What is expected: Below are entries. Copy exactly the lines running from the line that holds "For each instance of the bird's beak, imagine" to the line that holds "For each instance of the bird's tail, imagine", with both ends included.

Entries shown:
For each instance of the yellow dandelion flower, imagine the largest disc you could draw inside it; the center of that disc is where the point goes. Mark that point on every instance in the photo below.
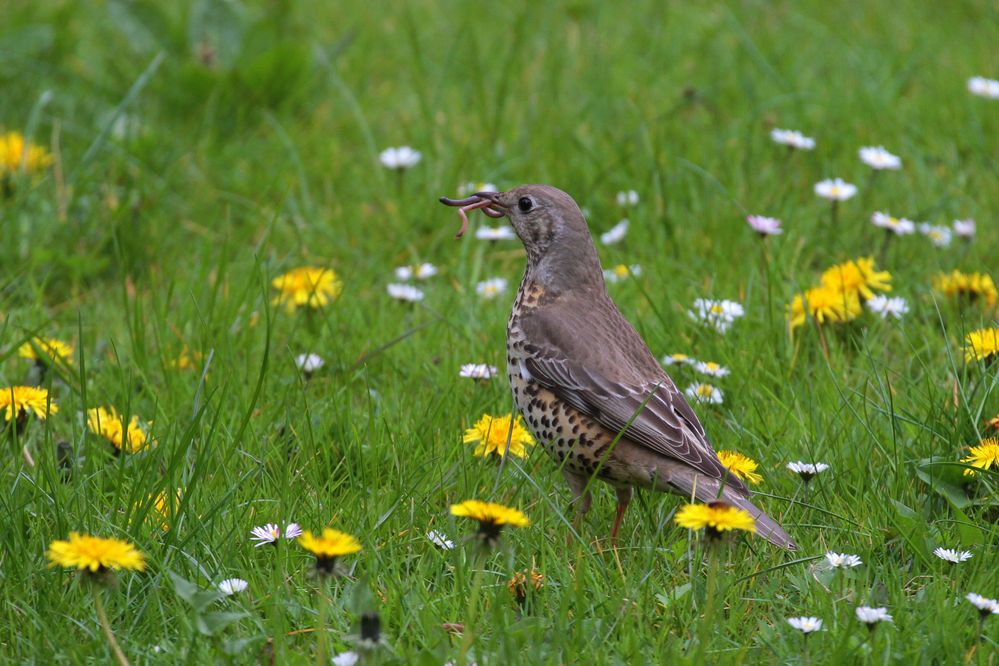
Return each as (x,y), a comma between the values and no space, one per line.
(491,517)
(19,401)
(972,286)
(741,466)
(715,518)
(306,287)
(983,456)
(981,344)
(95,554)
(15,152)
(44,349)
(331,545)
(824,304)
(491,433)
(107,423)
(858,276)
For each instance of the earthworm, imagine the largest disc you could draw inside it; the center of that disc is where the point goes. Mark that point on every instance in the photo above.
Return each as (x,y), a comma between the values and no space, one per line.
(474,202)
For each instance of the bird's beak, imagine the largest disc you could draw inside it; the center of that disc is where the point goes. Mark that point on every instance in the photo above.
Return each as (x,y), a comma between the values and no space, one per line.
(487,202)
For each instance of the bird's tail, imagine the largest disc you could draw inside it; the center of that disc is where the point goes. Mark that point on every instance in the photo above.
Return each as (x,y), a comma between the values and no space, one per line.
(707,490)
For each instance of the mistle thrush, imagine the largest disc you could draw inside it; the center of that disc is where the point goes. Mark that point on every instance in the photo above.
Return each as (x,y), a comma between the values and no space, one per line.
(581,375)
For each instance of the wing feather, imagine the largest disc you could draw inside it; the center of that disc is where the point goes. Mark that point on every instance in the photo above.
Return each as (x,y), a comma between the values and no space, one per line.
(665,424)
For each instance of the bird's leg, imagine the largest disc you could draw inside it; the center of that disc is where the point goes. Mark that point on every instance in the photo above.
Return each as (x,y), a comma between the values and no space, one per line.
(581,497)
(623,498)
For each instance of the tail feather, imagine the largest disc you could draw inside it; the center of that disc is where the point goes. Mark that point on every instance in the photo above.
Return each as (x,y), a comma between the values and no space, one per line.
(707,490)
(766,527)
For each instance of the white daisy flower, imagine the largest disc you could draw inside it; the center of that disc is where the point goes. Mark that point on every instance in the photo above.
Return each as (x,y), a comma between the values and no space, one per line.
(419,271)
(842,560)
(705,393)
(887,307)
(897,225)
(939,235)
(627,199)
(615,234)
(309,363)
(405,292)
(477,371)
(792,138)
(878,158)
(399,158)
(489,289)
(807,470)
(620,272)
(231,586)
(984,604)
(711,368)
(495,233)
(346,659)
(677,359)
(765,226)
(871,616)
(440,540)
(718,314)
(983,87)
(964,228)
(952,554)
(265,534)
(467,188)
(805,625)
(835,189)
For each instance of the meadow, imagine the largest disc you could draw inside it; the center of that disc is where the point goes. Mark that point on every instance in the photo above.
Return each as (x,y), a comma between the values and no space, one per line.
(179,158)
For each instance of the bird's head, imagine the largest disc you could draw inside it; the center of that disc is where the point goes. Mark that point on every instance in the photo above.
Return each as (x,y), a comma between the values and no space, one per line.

Answer space:
For each instance of the bird's beak, imagine the largest disc you could draw inside it; the center of that disc is where the point goes. Mark that point on every instance in the photo above.
Return each as (x,y), a comma between the values and no space, one per line.
(487,202)
For each instance of the bird's tail, imagine the largest disc you could draw inside it; the center of that disc is where the point goes. Mark that point on every instance in the photo above.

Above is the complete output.